Rewrite everything from the line containing "Can you find the mountain?" down to the end of the records, keeping the requests as they are, and multiply every coordinate in the answers by 2.45, rounding to whole numbers with halves going up. Leave the numbers in the requests and their format samples unchanged.

[Records from a dataset]
══════

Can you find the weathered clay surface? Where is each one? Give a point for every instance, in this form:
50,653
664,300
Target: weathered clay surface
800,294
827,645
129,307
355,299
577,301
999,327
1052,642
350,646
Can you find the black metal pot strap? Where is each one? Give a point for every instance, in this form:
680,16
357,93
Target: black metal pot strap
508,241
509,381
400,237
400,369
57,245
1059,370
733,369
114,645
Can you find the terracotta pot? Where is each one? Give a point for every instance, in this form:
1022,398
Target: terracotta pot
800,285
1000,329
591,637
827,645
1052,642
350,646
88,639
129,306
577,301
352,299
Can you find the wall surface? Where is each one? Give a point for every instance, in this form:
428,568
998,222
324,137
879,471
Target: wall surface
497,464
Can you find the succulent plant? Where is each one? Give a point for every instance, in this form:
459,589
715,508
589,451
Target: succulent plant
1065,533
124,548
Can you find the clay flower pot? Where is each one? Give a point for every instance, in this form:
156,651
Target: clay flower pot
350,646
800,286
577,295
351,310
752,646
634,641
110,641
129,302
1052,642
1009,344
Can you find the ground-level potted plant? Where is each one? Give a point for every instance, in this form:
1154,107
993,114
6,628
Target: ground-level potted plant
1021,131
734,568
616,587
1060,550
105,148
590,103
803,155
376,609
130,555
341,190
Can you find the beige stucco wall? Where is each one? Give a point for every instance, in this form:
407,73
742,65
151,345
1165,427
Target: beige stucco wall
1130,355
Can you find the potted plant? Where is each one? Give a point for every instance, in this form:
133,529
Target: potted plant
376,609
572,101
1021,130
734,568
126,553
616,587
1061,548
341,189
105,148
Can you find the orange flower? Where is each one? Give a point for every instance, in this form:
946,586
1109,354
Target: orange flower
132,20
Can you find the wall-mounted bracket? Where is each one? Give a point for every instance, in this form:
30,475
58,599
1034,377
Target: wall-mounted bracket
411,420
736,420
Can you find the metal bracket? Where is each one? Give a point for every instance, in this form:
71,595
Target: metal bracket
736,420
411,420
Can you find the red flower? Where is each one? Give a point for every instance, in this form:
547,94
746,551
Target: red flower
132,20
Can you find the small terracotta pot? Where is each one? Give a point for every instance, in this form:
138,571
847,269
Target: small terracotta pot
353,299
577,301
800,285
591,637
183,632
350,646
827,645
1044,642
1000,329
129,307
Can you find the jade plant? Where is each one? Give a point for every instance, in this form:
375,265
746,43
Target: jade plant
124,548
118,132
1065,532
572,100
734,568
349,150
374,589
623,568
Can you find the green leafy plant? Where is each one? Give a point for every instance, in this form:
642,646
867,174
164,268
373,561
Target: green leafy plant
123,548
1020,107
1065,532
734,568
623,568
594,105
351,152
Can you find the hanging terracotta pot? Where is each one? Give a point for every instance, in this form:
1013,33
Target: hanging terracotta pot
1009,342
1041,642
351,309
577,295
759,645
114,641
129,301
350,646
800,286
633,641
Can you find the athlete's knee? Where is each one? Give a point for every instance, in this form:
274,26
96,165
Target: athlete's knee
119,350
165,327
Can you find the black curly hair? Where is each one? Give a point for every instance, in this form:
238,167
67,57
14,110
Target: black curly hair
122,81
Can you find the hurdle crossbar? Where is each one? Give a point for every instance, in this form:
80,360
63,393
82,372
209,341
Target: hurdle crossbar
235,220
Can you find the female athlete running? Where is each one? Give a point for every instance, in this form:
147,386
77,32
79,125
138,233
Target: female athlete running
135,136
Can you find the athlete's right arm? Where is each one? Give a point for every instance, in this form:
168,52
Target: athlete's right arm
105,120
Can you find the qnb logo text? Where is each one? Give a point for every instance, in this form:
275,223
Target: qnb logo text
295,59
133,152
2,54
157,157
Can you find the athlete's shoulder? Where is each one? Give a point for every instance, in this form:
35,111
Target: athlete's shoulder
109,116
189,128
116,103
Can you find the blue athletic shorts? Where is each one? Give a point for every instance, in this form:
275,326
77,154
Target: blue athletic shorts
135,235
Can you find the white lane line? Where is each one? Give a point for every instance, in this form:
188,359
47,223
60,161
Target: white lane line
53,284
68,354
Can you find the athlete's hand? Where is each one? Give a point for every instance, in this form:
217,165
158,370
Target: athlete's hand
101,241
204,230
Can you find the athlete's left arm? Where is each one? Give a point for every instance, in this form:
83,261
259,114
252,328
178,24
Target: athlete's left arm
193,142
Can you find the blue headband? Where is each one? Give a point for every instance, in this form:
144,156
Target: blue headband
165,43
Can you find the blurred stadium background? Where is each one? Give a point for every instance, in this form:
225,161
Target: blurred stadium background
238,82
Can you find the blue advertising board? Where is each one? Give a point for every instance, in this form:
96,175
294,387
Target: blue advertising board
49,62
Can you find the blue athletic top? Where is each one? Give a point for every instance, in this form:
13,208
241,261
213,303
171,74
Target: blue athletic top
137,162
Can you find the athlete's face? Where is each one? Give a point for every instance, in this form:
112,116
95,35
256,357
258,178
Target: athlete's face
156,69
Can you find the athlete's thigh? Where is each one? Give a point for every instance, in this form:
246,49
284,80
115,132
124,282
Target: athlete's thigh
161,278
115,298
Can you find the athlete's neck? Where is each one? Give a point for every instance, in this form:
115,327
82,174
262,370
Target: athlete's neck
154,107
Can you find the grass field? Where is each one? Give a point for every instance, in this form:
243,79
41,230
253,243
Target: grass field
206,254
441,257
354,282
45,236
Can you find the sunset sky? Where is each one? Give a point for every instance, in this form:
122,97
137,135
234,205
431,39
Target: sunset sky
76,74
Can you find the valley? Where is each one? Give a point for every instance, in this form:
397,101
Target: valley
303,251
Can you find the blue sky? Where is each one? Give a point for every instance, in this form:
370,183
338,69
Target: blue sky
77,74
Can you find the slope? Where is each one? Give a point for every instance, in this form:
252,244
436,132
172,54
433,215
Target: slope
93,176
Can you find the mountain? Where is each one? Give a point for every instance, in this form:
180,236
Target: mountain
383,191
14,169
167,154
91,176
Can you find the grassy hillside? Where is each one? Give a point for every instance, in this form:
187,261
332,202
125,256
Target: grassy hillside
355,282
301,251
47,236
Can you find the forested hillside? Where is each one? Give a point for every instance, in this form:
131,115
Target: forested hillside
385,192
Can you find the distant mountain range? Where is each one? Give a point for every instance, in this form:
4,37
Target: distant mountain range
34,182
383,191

══════

- **Output for this task**
Can you find the mountain? Where is each one? Give a point for every instance, in this form:
180,236
Target: mountain
938,468
34,414
409,377
223,431
Can you find the grassy hillside? Where is each one? Give a point for every instance, in this form:
187,261
332,202
125,256
Target: grassy hillside
870,691
737,615
115,578
Can you find the forested hillside? Where is each one? Give a point for every instance, in this form:
131,115
Target: forested hillside
943,470
Can you find the distant mountain range? Where is each one? Give a point for every instance, in this form:
4,37
Target: distant mountain range
83,446
938,468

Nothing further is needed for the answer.